Content starts

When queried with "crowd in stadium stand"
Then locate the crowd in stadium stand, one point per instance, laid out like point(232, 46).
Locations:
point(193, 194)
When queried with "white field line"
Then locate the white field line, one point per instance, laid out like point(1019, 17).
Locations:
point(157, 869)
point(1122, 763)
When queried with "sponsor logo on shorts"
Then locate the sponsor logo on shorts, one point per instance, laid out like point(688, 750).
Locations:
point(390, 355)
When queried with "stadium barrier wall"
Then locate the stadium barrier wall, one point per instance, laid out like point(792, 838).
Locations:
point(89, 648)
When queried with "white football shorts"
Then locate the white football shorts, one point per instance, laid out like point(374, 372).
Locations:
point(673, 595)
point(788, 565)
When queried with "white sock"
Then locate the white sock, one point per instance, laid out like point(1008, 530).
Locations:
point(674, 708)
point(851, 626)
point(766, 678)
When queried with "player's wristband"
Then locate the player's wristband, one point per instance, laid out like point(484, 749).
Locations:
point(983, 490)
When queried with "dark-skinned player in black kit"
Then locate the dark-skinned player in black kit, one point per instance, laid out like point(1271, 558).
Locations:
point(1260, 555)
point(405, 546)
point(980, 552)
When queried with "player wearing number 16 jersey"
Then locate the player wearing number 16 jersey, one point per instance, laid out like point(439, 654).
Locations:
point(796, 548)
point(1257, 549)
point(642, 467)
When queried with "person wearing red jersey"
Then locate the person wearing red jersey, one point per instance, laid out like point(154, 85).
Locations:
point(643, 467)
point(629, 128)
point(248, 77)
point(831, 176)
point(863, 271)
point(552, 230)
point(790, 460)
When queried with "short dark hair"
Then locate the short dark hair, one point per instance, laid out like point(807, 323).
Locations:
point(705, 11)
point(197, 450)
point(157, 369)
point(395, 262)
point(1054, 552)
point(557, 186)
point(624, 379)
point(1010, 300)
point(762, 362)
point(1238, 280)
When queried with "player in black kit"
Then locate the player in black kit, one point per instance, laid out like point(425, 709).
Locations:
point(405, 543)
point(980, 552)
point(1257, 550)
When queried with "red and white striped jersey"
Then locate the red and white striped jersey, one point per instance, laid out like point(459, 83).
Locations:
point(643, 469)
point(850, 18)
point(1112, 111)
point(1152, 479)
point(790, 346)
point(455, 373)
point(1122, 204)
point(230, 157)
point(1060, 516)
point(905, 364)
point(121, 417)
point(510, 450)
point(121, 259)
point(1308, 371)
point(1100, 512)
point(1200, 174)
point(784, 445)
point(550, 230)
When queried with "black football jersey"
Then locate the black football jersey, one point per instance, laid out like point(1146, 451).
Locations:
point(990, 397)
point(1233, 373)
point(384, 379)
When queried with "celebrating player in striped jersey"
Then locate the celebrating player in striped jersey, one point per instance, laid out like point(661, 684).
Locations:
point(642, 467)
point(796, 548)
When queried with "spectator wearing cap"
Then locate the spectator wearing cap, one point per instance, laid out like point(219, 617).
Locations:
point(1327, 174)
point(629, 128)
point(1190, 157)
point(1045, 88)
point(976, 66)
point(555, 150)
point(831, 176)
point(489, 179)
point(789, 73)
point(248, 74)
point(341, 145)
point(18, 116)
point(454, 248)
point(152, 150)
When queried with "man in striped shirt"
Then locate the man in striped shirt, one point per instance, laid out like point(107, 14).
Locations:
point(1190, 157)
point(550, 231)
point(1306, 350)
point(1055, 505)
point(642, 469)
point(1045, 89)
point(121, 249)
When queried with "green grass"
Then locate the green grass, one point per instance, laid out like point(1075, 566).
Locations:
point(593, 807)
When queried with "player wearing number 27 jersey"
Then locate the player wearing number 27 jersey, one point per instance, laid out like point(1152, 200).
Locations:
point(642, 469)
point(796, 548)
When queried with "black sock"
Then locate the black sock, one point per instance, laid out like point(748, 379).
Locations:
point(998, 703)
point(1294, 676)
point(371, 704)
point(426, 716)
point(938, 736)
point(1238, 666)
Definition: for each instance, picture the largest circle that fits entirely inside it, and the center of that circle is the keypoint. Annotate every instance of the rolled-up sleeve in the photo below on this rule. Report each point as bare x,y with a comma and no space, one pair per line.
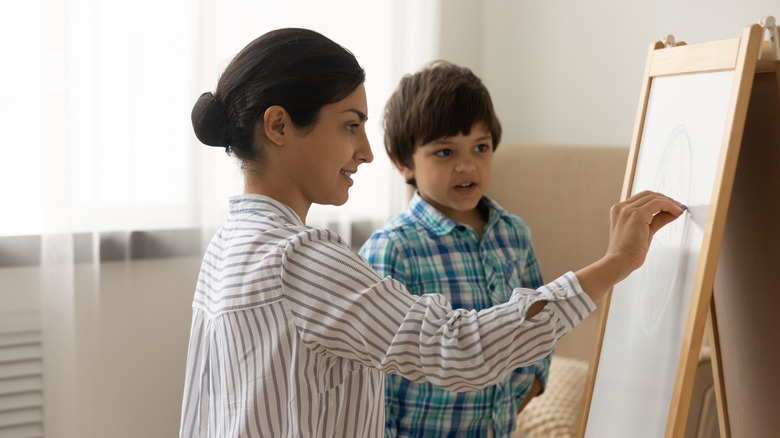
342,307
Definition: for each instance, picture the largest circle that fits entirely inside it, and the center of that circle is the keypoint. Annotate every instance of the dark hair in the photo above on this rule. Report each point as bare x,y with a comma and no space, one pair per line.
297,69
441,100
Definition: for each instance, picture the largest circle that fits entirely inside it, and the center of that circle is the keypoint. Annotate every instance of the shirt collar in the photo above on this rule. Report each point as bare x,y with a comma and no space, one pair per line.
434,220
256,203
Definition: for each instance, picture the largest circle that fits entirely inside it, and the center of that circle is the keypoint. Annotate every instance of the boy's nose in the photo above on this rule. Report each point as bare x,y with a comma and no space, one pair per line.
464,165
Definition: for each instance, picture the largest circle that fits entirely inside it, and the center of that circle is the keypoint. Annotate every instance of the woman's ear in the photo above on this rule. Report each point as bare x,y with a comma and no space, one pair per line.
275,124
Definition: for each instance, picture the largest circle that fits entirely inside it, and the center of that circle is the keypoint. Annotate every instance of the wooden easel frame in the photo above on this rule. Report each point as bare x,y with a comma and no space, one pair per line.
741,56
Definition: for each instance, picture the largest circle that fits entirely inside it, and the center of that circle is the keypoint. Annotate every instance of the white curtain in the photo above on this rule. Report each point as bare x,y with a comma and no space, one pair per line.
107,199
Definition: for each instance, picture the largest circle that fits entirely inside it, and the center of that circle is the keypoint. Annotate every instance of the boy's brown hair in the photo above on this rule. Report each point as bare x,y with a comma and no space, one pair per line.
440,100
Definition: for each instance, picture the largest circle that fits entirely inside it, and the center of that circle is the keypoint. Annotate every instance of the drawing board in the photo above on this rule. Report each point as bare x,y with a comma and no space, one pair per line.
686,142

Content ends

Assigned task
After identifying the lines above that contain "number", copy each one.

Answer box
When queried with "player wearing number 16 jersey"
Then locate the player wearing number 16 jersey, one point per instance, laid out like point(439, 654).
When queried with "player wearing number 27 jersey"
Then locate the player wearing number 27 jersey, one point per instance, laid out like point(1152, 200).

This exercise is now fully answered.